:: Given instruction ::
Swap "bounding boxes" for "box coordinates" throughout the lines below, and leave everything else unchanged.
__________________________________________________
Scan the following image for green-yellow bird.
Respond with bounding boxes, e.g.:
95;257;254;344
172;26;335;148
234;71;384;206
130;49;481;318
__________________________________________________
:: Solution to the problem ::
Scan the following image for green-yellow bird.
Respond with box coordinates, e.g.:
95;257;254;344
172;26;335;148
234;71;384;206
130;49;481;318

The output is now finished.